I went because a friend who likes to hang in Vegas but doesn’t like the high hotel rates told me the rooms, just an hour or two away in Laughlin, were top notch and cheap, which they were. But he didn’t mention all the old folk. Nor the smoking. And the wall-to-wall awfulness of the gambling. And the food. Though, by the time I got to Laughlin, I knew scurvy was probably just around the corner anyway.
I’d had three weeks in Los Angeles before taking a road trip to the deserts of inland California and Nevada, so I’d been taking good food for granted. Out in Nevada there’s a whole other thing going on. Apart from the occasional dressing-drenched salad, healthy vegetables and fruit seem generally absent from the Nevadan culinary experience. I could see the results in the shapes and gaits of people making their way across car parks, diners and gas station forecourts on the road to Laughlin. People looking old before their time.
In Nevada, the authorities invest in other things. The moment our route crosses from California to Nevada, the frayed edges and potholes of the Golden State’s lesser roads are immediately outclassed. Wider, smoother, richer somehow, the highways are better in Nevada, but the road to penury should be well paved. And the billboards that line them are bigger, mainly advertising casinos, the state’s lifeblood.
☆ ☆ ☆
__EXERCISE REQUIREMENTS__.
[1] Write out the stretch of the passage about Laughlin from "I’d had three" through "before their time.".
[2] Pick up the passage about Laughlin after its last sentence and continue writing it.

__DATA EXCERPT__.
☆ ☆ ☆
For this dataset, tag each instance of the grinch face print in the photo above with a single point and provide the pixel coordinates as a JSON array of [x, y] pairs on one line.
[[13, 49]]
☆ ☆ ☆
__RESULTS__.
[1]
I’d had three weeks in Los Angeles before taking a road trip to the deserts of inland California and Nevada, so I’d been taking good food for granted. Out in Nevada there’s a whole other thing going on. Apart from the occasional dressing-drenched salad, healthy vegetables and fruit seem generally absent from the Nevadan culinary experience. I could see the results in the shapes and gaits of people making their way across car parks, diners and gas station forecourts on the road to Laughlin. People looking old before their time.

[2]
When it comes to gambling, Nevada is a vampire. The three biggest gambling towns in the state, from the top, are Las Vegas, Reno and Laughlin, though Laughlin has faded a little in recent years. Hardly surprising, given that it has a fading clientele.

Laughlin sprang to life on the banks of the Colorado River 60 years ago when a speculative type called Don Laughlin bought 3ha of land and built a casino. Until then, there was no town at all, just a motel and bar. Now there are eight giant casino hotels punching at the sky out of the arid little settlement (population: 8658), the biggest with 1900 rooms, fiercely competing for custom from the crowds of elderly tourist gamblers who pour in.
So the rooms are cheap, the parking’s free and – if you believe the town sign – so are the drinks. “Welcome to Laughlin – get a free beer on us” it announces. The Las Vegas Sun once reported that 70.4% of all liquor sales in Laughlin were complimentary, which is a statistic that might stick in your mind.
A whacking great room with a river view at the Riverside Casino – Don Laughlin’s original place – is just US$50 a night. But there’s a price to pay, of course. The first price to pay are the local tax add-ons, which take it closer to US$90, but that’s still a bit of a bargain. The second price, though, is pretty much everything outside that hotel room.
When I booked my room, it seemed such a bargain I considered staying two nights, but some instinct warned me not to, that Laughlin might not be my sort of place, even though I fit the oldster demographic. Which makes a change after Los Angeles, where the only older person you’ll spot after dark will be a homeless one. I started feeling like a novelty wherever I went in that town, and not a very groovy one. Youngsters would offer me their seats.
My Laughlin-loving friend said the Riverside was one of the classier options, and it looked classy enough pulling into the valet lane, a clutch of casually dressed elders waiting for their cars. One of them with his long white beard, looked like Santa on holiday.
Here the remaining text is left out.